#### DIRECTIVE:
Convert the material below into a JSON list of strings, with one string for each line and blank lines left out.

#### RAW RECORDS:
┄┄┄┄┄┄┄┄┄┄
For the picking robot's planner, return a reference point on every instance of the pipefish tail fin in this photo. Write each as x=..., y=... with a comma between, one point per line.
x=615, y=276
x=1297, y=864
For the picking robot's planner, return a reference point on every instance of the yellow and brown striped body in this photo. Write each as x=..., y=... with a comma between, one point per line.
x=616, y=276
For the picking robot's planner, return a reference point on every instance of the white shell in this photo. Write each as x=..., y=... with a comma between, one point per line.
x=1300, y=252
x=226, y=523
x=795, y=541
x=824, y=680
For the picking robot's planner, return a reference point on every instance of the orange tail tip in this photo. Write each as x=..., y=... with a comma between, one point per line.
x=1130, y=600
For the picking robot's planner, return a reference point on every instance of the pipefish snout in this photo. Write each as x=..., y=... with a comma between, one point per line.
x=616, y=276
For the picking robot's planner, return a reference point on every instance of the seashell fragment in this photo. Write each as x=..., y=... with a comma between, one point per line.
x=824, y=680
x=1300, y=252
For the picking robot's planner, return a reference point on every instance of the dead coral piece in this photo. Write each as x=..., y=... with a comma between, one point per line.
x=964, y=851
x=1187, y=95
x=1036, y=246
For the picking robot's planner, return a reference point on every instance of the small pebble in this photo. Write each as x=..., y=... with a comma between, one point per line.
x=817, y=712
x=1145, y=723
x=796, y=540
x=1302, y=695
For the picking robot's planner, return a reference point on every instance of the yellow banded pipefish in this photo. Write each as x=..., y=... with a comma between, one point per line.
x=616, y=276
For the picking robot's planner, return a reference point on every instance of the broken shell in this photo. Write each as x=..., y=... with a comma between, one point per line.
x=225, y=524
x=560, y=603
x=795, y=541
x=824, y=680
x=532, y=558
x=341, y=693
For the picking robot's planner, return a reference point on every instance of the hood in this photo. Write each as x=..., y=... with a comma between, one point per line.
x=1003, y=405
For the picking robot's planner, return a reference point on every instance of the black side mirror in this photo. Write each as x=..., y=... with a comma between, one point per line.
┄┄┄┄┄┄┄┄┄┄
#### THE COMPLETED TASK:
[
  "For the picking robot's planner, return a reference point on every instance of the pipefish tail fin in this photo. Write each as x=..., y=... with a comma between, one point per line.",
  "x=615, y=276",
  "x=1297, y=864",
  "For the picking robot's planner, return a reference point on every instance of the yellow and brown striped body in this photo. Write each as x=..., y=... with a comma between, one point per line.",
  "x=616, y=276",
  "For the picking robot's planner, return a reference point on every instance of the white shell in this photo. Write each as x=..., y=... with a comma between, one point per line.",
  "x=1300, y=252",
  "x=226, y=523",
  "x=795, y=541",
  "x=824, y=680",
  "For the picking robot's planner, return a reference point on every instance of the orange tail tip in this photo. Write each as x=..., y=... with a comma between, one point per line.",
  "x=1130, y=600",
  "For the picking robot's planner, return a reference point on every instance of the pipefish snout in this photo. Write each as x=..., y=... with a comma between, one point per line.",
  "x=616, y=276",
  "For the picking robot's planner, return a reference point on every instance of the seashell fragment in this photo. Write each as x=..., y=... with a comma between, one point per line.",
  "x=824, y=680",
  "x=1300, y=252",
  "For the picking robot's planner, return a reference point on every instance of the dead coral piece in this photo. Write each as x=..., y=... with a comma between, one point per line.",
  "x=964, y=851",
  "x=1187, y=95",
  "x=1036, y=246",
  "For the picking robot's planner, return a reference point on every instance of the small pebble in this photo. Write each as x=..., y=... with a comma between, one point per line.",
  "x=817, y=712",
  "x=1145, y=723",
  "x=796, y=540",
  "x=1302, y=695",
  "For the picking robot's planner, return a reference point on every instance of the yellow banded pipefish in this photo. Write each as x=..., y=... with a comma between, one point per line.",
  "x=616, y=276",
  "For the picking robot's planner, return a reference point on every instance of the broken shell in this photo. Write each as x=..., y=... with a comma between, one point per line.",
  "x=225, y=524",
  "x=560, y=603",
  "x=795, y=541",
  "x=824, y=680",
  "x=532, y=558",
  "x=341, y=693",
  "For the picking robot's planner, return a reference point on every instance of the hood in this photo. Write each as x=..., y=... with a comma between, one point per line.",
  "x=1003, y=405",
  "For the picking robot's planner, return a reference point on every instance of the black side mirror in this photo. Write each as x=..., y=... with a comma between, one point per line."
]